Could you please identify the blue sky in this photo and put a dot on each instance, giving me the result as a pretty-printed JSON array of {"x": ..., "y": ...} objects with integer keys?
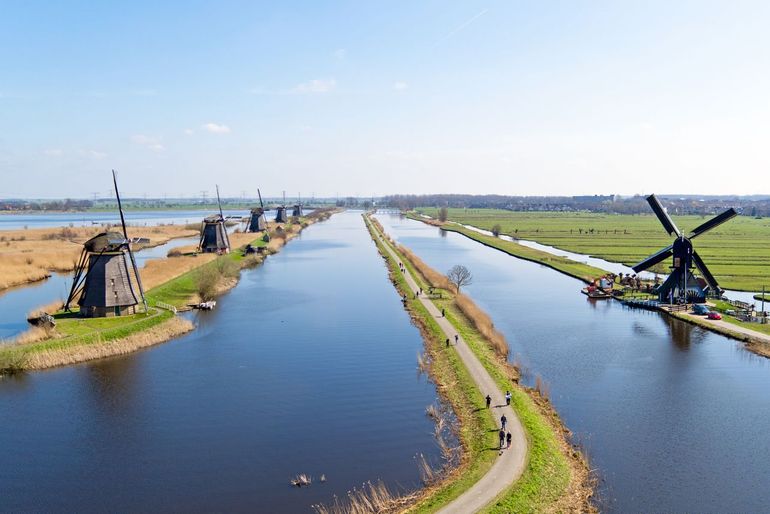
[{"x": 371, "y": 98}]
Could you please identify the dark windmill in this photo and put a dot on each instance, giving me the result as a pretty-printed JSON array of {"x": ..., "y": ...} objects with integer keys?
[
  {"x": 297, "y": 209},
  {"x": 214, "y": 233},
  {"x": 257, "y": 220},
  {"x": 681, "y": 285},
  {"x": 280, "y": 214},
  {"x": 102, "y": 281}
]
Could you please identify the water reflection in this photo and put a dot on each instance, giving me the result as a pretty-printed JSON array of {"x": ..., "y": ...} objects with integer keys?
[{"x": 666, "y": 406}]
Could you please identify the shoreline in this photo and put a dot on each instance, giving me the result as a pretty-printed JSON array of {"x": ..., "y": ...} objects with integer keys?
[
  {"x": 560, "y": 478},
  {"x": 756, "y": 343},
  {"x": 143, "y": 329}
]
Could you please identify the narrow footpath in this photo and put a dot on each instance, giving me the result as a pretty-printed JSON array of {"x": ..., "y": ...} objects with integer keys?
[{"x": 511, "y": 463}]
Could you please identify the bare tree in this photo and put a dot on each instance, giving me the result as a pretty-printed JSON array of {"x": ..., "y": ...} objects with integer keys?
[{"x": 459, "y": 276}]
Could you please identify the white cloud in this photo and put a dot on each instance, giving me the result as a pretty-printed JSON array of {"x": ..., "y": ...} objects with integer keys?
[
  {"x": 216, "y": 128},
  {"x": 316, "y": 86},
  {"x": 151, "y": 143},
  {"x": 144, "y": 92}
]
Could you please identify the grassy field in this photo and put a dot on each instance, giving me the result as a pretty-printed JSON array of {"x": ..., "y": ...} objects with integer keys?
[
  {"x": 73, "y": 332},
  {"x": 547, "y": 477},
  {"x": 737, "y": 252}
]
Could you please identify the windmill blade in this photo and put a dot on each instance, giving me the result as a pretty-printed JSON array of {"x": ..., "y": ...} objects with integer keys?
[
  {"x": 128, "y": 244},
  {"x": 714, "y": 222},
  {"x": 224, "y": 227},
  {"x": 710, "y": 280},
  {"x": 120, "y": 207},
  {"x": 652, "y": 260},
  {"x": 663, "y": 216}
]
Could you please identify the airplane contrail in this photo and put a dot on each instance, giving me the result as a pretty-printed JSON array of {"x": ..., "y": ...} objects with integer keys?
[{"x": 462, "y": 26}]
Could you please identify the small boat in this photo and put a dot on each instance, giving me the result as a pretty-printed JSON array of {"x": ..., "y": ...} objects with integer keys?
[{"x": 596, "y": 293}]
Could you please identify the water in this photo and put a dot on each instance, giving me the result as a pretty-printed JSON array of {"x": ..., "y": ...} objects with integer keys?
[
  {"x": 674, "y": 417},
  {"x": 16, "y": 303},
  {"x": 307, "y": 366},
  {"x": 614, "y": 267}
]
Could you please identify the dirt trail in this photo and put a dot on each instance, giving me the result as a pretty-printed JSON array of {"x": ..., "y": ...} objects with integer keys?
[{"x": 510, "y": 463}]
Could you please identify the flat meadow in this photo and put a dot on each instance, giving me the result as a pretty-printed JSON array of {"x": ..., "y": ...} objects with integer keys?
[{"x": 737, "y": 252}]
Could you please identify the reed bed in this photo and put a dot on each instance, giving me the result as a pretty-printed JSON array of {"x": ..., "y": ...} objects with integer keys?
[
  {"x": 433, "y": 277},
  {"x": 60, "y": 357},
  {"x": 483, "y": 323},
  {"x": 30, "y": 255},
  {"x": 371, "y": 498}
]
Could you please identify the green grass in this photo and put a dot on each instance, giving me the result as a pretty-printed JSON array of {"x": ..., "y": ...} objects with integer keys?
[
  {"x": 74, "y": 330},
  {"x": 575, "y": 269},
  {"x": 547, "y": 474},
  {"x": 737, "y": 252}
]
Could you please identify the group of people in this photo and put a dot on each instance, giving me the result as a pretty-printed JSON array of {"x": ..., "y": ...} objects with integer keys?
[{"x": 505, "y": 437}]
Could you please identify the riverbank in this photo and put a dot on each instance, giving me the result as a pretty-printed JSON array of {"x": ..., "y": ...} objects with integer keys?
[
  {"x": 556, "y": 476},
  {"x": 571, "y": 268},
  {"x": 68, "y": 343},
  {"x": 30, "y": 255},
  {"x": 754, "y": 340}
]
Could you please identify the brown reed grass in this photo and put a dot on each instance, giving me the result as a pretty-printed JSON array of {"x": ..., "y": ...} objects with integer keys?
[
  {"x": 371, "y": 498},
  {"x": 433, "y": 277},
  {"x": 70, "y": 355},
  {"x": 483, "y": 323},
  {"x": 30, "y": 255}
]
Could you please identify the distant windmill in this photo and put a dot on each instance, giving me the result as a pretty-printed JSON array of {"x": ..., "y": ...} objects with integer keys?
[
  {"x": 297, "y": 210},
  {"x": 681, "y": 283},
  {"x": 214, "y": 233},
  {"x": 257, "y": 220},
  {"x": 102, "y": 282},
  {"x": 280, "y": 214}
]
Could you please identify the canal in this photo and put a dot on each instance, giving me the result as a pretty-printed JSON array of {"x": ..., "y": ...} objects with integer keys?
[
  {"x": 307, "y": 366},
  {"x": 675, "y": 418}
]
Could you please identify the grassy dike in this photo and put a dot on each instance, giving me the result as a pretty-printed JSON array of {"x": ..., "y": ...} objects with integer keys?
[
  {"x": 80, "y": 339},
  {"x": 556, "y": 478},
  {"x": 569, "y": 267}
]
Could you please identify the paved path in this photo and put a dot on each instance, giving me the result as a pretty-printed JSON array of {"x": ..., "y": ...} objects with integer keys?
[
  {"x": 510, "y": 465},
  {"x": 726, "y": 325}
]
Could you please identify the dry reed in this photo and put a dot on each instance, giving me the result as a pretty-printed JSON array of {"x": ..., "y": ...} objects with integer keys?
[
  {"x": 433, "y": 277},
  {"x": 483, "y": 323},
  {"x": 81, "y": 353},
  {"x": 369, "y": 499}
]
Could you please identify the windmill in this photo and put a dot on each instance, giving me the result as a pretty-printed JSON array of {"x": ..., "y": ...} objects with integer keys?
[
  {"x": 102, "y": 282},
  {"x": 257, "y": 220},
  {"x": 214, "y": 233},
  {"x": 681, "y": 284},
  {"x": 297, "y": 209},
  {"x": 280, "y": 215}
]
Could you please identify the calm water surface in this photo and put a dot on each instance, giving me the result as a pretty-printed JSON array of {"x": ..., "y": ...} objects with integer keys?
[
  {"x": 307, "y": 366},
  {"x": 675, "y": 418},
  {"x": 16, "y": 303}
]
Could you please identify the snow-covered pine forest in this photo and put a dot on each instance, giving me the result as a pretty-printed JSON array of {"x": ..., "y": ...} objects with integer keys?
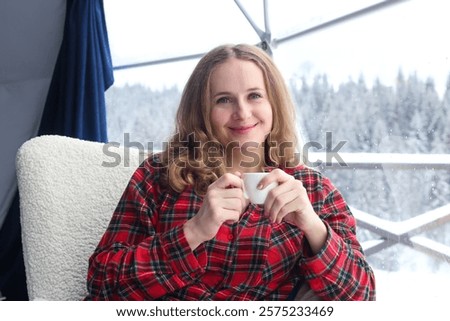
[{"x": 410, "y": 117}]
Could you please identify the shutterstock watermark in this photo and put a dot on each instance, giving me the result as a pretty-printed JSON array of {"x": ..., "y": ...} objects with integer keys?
[{"x": 213, "y": 153}]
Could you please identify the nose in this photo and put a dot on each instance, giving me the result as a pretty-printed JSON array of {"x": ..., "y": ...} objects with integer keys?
[{"x": 242, "y": 109}]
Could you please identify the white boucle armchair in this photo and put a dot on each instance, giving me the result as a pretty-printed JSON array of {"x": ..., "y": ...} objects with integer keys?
[{"x": 68, "y": 191}]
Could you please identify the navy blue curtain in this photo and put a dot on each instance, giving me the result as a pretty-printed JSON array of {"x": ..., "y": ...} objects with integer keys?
[
  {"x": 75, "y": 104},
  {"x": 75, "y": 107}
]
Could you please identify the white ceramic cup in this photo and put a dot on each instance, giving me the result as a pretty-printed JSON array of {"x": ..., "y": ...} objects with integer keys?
[{"x": 251, "y": 191}]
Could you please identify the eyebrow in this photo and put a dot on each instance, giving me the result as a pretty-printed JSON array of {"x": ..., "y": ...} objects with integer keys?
[{"x": 221, "y": 93}]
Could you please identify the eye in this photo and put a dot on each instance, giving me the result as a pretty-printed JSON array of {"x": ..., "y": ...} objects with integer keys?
[
  {"x": 223, "y": 100},
  {"x": 255, "y": 95}
]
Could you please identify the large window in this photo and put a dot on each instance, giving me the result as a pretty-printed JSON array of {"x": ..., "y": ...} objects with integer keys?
[{"x": 374, "y": 87}]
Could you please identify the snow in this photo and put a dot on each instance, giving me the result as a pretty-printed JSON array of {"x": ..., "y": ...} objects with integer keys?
[{"x": 409, "y": 286}]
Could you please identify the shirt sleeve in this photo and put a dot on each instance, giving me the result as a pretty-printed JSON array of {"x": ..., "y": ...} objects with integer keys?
[
  {"x": 340, "y": 270},
  {"x": 133, "y": 261}
]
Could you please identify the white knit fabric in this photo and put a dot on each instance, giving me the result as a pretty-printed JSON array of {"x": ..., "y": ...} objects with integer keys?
[{"x": 68, "y": 192}]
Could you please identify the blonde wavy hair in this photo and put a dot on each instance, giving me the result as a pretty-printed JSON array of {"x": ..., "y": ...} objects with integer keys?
[{"x": 193, "y": 155}]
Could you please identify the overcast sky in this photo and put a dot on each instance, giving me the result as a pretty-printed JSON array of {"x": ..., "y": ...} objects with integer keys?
[{"x": 411, "y": 35}]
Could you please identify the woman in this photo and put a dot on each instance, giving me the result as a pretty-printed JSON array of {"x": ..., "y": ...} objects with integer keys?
[{"x": 183, "y": 229}]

_Exercise brief_.
Retype nothing except the lines from the line holding "Could you please identify the shirt" through the last line of the entries, both included.

_Output for this exercise_.
Could you please identify the shirt sleeve in this photo and put a dot on each instance, giving me the result as a pretty-printed JSON array of {"x": ..., "y": ...} objects with integer keys?
[
  {"x": 340, "y": 270},
  {"x": 133, "y": 261}
]
Could you please identify the white knit fabric in this photo and put a dot on each instance, giving me the result as a pretty-printed JSON array of {"x": ..., "y": ...} objects with integer keys?
[{"x": 68, "y": 192}]
Could you please identify the blonde wavy hair in this photo and put a dot on each instance, giving me the result as a pretty-printed JSON array of {"x": ..., "y": ...} objects with integer keys?
[{"x": 193, "y": 155}]
Could you please identify the overcast sky in this photo and put a dot on each instance, giving me the result as a pretty-printed JSON array of {"x": ..., "y": ...} objects with integer keys?
[{"x": 411, "y": 35}]
Could you please identify the woman in this photo and put a dot on each instance, giving me the result as a pretty-printed JSON array of {"x": ..., "y": ...} objects with integer keys?
[{"x": 183, "y": 229}]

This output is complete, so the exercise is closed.